_Exercise set_:
- A) Copy from the Stephen Tobolowsky article, word for word, everything from "By Joy Tipping" down to "station near you).".
- B) Answer these questions using the Stephen Tobolowsky article:
(i) In what year did Tobolowsky graduate from SMU?
(ii) Which high school did he graduate from?
(iii) What is the title of his first book?
- C) List every film that the Stephen Tobolowsky article mentions by title.

_Document excerpt_:
..............................

Excerpt

The following is from the October 3, 2012, edition of The Dallas Morning News's Arts Blog. Stephen Tobolowsky is a 1973 graduate of SMU who currently plays Sandy Ryerson in the popular Fox show Glee. He also starred in such movies as Groundhog Day, The Time Traveler’s Wife and Freaky Friday.

Actor-author Stephen Tobolowsky charms his hometown crowd at SMU

Event hosted by the Friends of the SMU Libraries

 

October 4, 2012

By Joy Tipping
Staff Writer

Actor Stephen Tobolowsky thoroughly charmed an audience of book-lovers, friends and family at today’s luncheon-lecture-book signing hosted by the Friends of the Southern Methodist University Libraries. The actor, who grew up in Oak Cliff, graduated from Kimball High School and SMU’s acclaimed theater program.
 
He’s on a multicity tour for his first book, The Dangerous Animals Club, a book of stories from his life, some having to do with his gazillions of appearances on TV and in films, some not. The stories also have a podcast life, as part of his The Tobolowsky Files (coming soon to an NPR station near you).
 
Before today’s (Wednesday's) talk, he said being on a book tour is “like being on the anvil of the sun in Lawrence of Arabia” (meaning the crossing of the Nafud Desert in the film, a journey thought to be suicidal). “You never get to sleep.”

..............................

_Supplied information_:

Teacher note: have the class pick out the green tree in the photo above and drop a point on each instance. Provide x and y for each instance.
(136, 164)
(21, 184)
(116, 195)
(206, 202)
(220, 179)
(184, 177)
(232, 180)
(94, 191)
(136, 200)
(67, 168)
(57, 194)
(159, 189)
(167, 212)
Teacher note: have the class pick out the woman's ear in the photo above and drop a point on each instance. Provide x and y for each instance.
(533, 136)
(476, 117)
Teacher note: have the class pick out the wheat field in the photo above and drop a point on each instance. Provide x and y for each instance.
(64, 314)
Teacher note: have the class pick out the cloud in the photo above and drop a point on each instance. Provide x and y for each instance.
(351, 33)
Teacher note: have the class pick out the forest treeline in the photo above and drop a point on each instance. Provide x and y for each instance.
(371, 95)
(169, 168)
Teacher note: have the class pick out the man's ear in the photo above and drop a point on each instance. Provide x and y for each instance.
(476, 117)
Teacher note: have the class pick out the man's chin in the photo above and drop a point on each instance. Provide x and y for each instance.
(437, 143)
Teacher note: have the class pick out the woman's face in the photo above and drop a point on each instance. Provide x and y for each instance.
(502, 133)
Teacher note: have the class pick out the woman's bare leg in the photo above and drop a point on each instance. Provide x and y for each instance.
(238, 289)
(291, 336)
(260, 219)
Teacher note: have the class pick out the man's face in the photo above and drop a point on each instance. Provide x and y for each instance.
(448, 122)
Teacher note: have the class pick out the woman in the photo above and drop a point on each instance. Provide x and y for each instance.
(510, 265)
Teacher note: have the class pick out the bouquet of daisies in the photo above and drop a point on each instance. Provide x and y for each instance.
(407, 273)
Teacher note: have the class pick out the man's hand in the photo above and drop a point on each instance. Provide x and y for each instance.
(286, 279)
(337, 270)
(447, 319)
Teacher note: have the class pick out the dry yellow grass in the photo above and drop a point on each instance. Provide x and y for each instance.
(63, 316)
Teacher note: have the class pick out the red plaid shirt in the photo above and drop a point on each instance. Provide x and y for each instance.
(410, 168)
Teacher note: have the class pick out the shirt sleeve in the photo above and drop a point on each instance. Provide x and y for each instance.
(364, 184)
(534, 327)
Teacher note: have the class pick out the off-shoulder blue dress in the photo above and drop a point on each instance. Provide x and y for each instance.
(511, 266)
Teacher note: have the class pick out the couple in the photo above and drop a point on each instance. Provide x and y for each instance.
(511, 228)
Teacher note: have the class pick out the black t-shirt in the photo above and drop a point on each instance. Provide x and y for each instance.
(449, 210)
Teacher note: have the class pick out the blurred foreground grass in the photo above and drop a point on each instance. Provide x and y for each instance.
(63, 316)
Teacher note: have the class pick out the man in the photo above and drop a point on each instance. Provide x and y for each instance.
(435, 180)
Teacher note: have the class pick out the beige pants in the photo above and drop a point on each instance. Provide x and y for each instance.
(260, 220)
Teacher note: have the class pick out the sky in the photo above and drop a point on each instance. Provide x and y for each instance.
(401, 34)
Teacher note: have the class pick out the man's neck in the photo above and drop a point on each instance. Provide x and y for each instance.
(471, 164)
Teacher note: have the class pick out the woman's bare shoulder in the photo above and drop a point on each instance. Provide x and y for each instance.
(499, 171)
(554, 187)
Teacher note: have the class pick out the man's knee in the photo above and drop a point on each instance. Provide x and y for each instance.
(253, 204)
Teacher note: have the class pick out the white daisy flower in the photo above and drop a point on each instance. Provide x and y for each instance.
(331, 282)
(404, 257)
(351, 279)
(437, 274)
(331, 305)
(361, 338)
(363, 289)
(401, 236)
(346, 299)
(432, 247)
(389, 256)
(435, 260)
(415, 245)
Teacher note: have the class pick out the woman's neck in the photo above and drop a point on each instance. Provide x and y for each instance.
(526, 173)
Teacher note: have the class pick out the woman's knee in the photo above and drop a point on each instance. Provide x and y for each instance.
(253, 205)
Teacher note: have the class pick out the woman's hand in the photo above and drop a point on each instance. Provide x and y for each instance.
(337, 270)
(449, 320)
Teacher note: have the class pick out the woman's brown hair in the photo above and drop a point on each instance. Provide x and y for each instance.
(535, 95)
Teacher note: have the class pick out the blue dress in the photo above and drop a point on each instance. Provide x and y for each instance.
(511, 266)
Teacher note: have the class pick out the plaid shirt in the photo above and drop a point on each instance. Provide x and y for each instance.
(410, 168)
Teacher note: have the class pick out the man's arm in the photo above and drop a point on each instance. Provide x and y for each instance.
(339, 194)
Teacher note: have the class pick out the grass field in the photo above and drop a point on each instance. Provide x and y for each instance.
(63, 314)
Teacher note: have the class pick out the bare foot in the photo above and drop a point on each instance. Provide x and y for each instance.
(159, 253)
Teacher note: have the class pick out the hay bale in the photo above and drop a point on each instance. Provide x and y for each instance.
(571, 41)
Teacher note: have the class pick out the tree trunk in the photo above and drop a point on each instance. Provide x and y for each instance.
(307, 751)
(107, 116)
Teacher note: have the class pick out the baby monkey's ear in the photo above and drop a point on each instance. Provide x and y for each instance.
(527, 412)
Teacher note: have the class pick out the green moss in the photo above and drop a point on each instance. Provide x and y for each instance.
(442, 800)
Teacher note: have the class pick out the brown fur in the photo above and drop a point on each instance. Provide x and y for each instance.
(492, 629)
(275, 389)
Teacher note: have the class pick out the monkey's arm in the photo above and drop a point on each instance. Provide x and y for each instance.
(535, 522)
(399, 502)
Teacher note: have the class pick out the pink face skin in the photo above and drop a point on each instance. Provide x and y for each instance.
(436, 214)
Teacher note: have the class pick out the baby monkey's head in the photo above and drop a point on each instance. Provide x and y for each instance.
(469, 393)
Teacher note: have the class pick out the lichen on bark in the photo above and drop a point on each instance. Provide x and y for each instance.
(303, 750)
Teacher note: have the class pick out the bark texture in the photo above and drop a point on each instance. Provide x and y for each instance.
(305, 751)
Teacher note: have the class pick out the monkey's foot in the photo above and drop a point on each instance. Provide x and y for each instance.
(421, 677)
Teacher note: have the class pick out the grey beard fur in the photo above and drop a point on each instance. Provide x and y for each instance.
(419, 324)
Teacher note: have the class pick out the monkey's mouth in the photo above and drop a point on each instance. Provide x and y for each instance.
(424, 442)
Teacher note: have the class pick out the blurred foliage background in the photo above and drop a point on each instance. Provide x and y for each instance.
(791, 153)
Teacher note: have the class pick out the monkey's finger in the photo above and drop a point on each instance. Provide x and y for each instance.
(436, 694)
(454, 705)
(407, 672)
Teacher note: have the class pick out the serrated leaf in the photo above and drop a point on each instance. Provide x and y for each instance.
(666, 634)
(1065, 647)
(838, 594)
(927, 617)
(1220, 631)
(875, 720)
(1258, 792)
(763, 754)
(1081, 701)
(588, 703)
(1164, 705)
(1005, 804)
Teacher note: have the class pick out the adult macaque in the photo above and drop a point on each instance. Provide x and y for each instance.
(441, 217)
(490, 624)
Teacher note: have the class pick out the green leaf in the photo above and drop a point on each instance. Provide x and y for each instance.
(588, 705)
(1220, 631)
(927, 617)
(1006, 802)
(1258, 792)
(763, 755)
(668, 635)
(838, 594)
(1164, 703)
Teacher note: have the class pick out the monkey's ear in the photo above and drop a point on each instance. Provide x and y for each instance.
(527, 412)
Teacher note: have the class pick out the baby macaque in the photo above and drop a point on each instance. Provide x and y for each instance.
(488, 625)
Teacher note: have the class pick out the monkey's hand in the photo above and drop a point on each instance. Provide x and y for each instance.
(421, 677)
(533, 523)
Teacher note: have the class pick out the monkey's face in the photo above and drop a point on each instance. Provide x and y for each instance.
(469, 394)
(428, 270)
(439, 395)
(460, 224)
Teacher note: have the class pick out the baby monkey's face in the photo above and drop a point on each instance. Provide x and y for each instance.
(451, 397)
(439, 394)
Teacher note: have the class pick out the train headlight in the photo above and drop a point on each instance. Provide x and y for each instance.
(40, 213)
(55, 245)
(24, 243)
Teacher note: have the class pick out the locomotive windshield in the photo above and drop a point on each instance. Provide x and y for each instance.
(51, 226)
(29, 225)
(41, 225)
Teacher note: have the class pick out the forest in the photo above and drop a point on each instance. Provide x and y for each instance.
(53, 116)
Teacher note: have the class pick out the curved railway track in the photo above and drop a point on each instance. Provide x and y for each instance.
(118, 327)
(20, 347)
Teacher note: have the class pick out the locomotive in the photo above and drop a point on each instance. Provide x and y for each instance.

..............................

_Your responses_:
- A)
By Joy Tipping
Staff Writer

Actor Stephen Tobolowsky thoroughly charmed an audience of book-lovers, friends and family at today’s luncheon-lecture-book signing hosted by the Friends of the Southern Methodist University Libraries. The actor, who grew up in Oak Cliff, graduated from Kimball High School and SMU’s acclaimed theater program.
 
He’s on a multicity tour for his first book, The Dangerous Animals Club, a book of stories from his life, some having to do with his gazillions of appearances on TV and in films, some not. The stories also have a podcast life, as part of his The Tobolowsky Files (coming soon to an NPR station near you).

- B)
(i) 1973
(ii) Kimball High School
(iii) The Dangerous Animals Club

- C)
Groundhog Day
The Time Traveler's Wife
Freaky Friday
Lawrence of Arabia